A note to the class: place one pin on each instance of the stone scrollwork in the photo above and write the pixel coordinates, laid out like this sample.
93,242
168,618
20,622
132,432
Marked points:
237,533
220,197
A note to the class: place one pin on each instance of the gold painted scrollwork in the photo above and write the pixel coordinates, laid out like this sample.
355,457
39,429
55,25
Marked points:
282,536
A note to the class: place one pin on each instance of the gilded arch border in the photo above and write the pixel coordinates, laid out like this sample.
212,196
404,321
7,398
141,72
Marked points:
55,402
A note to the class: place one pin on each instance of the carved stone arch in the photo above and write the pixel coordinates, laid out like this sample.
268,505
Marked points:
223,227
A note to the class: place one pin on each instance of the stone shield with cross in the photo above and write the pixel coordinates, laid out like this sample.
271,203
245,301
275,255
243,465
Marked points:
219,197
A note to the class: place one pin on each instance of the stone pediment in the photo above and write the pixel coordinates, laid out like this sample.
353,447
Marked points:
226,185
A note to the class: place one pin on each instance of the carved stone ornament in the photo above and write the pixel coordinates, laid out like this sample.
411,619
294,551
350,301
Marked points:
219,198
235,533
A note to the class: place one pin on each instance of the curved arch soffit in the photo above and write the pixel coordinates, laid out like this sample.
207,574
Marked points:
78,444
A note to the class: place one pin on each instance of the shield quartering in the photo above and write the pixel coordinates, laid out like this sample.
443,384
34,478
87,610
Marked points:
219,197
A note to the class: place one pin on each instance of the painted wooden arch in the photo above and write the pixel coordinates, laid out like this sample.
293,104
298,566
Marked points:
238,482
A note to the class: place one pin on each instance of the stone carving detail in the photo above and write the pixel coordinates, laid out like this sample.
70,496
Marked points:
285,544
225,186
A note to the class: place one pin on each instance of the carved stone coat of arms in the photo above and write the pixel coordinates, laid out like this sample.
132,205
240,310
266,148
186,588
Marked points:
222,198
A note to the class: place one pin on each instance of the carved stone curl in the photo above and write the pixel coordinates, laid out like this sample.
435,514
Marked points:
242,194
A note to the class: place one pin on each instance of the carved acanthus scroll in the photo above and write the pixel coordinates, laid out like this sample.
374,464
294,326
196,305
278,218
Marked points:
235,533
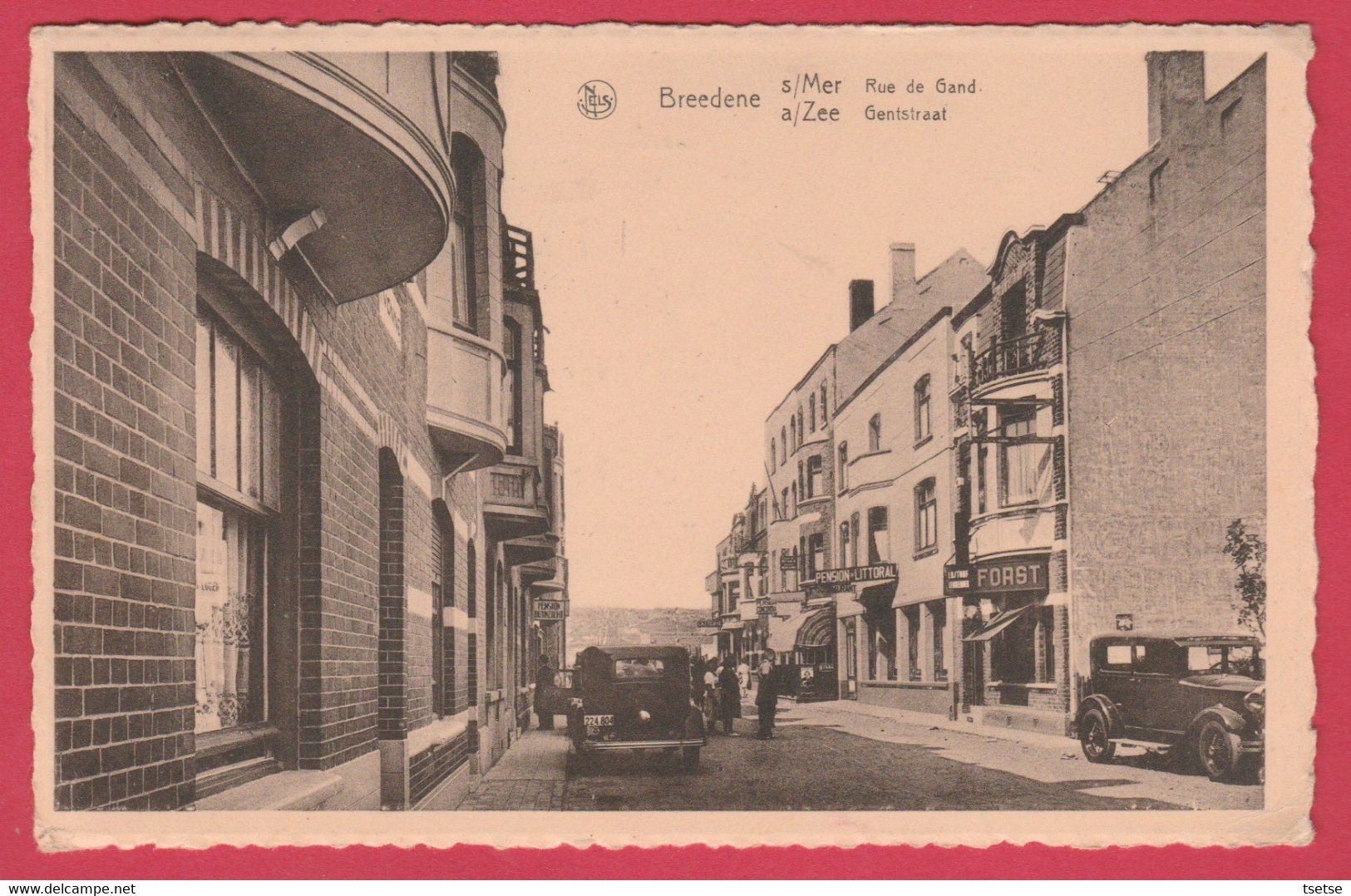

================================

### [WHAT TO DO]
Reproduce the stretch of the records from the line containing "of the painted" through the end of the records, swapping "pin" for "marker" and leaving all else unchanged. Omit the pictures from the answer.

### [SOLUTION]
A note to the class: place one marker on each instance of the painted wooden arch in the photo above and write the pixel coordinates, laid out like this sample.
293,104
298,566
Marked points:
238,482
A note to the class: place one marker on each instance of the stone carving detail in the photo above and write the pixel coordinates, laid out like this sample.
70,496
Marked points:
285,544
225,186
A note to the class: place one marker on each instance of the carved stone coat of arms in the photo above and write the pixel coordinates, laid out like this sample.
132,205
240,310
266,148
186,588
Marked points:
222,198
A note to the class: place one marker on each instance of the carved stone curl in the photo above and write the pixel coordinates, laid out like this sample.
435,514
Marked points:
242,194
A note to the class: place one marker on each instance of the carved acanthus scroll in the photo above and write the pixel coordinates, laid out like this sample.
374,464
294,326
196,305
278,218
Marked points:
235,533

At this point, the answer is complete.